_Requirements_
From the listing below, copy out each line that contains the word "table" and leave out all the rest.

════

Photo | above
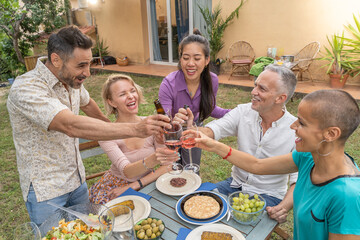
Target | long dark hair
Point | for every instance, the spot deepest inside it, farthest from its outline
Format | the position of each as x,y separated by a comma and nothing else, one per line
207,102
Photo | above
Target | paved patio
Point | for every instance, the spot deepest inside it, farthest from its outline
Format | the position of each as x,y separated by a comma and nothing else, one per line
303,87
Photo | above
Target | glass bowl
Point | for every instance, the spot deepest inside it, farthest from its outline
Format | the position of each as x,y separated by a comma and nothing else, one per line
144,226
106,218
246,207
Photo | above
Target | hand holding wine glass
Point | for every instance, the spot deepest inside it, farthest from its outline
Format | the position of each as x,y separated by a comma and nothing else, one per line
172,138
188,142
27,231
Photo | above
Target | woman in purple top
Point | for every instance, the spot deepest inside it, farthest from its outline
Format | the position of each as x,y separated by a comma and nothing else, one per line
192,85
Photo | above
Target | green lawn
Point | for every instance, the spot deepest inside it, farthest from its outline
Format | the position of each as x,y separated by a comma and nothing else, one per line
213,167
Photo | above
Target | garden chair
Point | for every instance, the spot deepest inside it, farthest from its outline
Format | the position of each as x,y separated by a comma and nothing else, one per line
304,58
240,55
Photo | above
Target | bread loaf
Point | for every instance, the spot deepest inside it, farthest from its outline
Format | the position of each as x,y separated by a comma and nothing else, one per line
119,209
215,236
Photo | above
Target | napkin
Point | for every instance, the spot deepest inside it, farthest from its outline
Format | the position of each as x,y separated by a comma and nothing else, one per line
183,232
207,186
131,191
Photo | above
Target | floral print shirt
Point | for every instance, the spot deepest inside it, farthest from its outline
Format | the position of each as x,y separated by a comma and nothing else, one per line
47,159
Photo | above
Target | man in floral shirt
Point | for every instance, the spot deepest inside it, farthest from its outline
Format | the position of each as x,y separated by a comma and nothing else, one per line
44,105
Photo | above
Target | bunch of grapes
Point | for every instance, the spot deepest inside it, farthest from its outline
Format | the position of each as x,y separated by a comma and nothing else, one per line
243,203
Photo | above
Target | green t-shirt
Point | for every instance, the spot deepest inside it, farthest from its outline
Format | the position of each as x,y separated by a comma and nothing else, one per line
332,206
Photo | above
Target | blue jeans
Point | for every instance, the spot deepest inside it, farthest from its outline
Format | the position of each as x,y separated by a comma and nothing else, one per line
40,211
224,188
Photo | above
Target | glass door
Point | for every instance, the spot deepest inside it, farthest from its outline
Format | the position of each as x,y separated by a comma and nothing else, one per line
169,22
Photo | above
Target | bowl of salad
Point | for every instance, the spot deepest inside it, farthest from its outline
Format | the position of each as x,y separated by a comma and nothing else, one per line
63,225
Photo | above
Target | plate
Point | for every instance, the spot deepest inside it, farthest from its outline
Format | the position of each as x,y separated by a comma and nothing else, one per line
196,233
193,182
201,193
142,210
187,219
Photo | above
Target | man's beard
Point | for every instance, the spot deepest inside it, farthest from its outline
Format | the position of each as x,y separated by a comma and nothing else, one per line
68,79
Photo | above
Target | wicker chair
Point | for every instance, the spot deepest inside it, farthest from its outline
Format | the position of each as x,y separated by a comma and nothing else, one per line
240,55
304,58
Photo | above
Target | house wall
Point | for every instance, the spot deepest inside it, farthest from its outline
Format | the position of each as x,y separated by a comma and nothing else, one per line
122,24
288,25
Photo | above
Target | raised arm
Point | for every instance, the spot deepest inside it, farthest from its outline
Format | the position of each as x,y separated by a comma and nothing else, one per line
274,165
94,129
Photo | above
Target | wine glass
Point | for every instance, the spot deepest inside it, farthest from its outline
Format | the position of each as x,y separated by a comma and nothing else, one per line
172,138
188,142
124,223
27,231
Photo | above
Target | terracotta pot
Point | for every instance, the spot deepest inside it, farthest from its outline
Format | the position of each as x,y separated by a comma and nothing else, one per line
338,80
215,68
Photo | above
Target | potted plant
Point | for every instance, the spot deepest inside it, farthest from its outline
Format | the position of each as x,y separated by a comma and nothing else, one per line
216,26
341,63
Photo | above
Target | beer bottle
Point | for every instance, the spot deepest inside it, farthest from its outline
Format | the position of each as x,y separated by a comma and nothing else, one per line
159,108
184,124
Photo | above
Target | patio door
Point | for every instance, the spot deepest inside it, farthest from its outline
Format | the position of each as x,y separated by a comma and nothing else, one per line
169,22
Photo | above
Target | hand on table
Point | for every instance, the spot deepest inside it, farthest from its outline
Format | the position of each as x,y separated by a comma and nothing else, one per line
277,213
117,192
166,156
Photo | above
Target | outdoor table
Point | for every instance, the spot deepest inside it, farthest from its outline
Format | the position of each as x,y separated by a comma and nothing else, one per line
163,207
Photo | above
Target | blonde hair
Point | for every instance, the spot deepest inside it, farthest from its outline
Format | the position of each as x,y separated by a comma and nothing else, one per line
106,93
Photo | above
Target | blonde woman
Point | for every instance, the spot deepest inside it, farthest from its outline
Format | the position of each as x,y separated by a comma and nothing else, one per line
133,159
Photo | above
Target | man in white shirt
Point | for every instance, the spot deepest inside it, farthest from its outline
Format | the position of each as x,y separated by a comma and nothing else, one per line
263,130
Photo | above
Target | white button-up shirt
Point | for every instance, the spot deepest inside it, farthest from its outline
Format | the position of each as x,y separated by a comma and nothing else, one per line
279,139
50,160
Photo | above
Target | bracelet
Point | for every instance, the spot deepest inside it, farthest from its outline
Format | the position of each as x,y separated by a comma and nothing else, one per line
140,183
150,169
229,154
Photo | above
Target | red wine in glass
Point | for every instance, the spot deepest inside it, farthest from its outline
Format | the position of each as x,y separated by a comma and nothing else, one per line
188,143
173,144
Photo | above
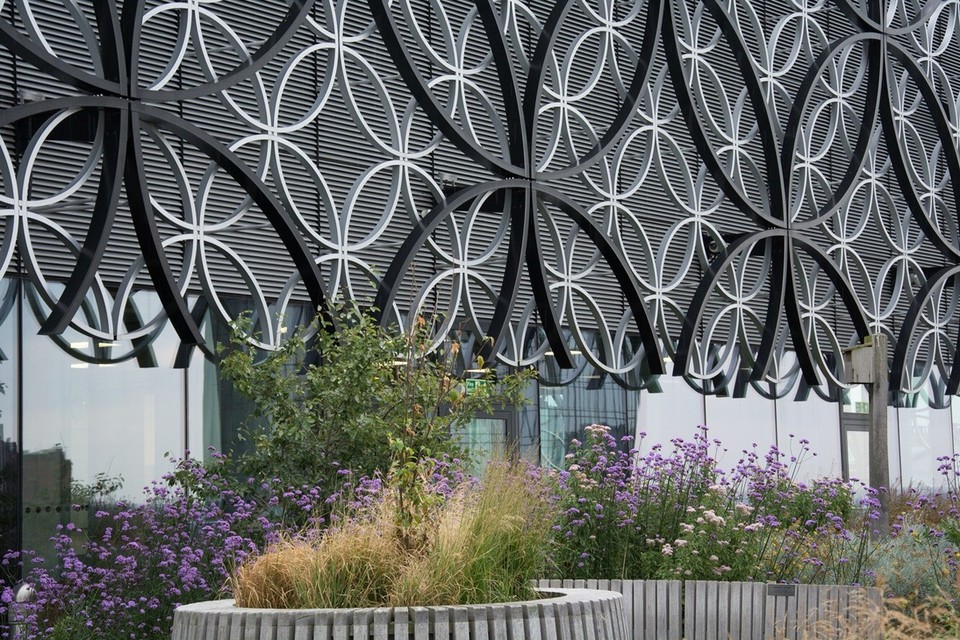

════

_Result of the task_
Target | hand on table
Target | outdoor table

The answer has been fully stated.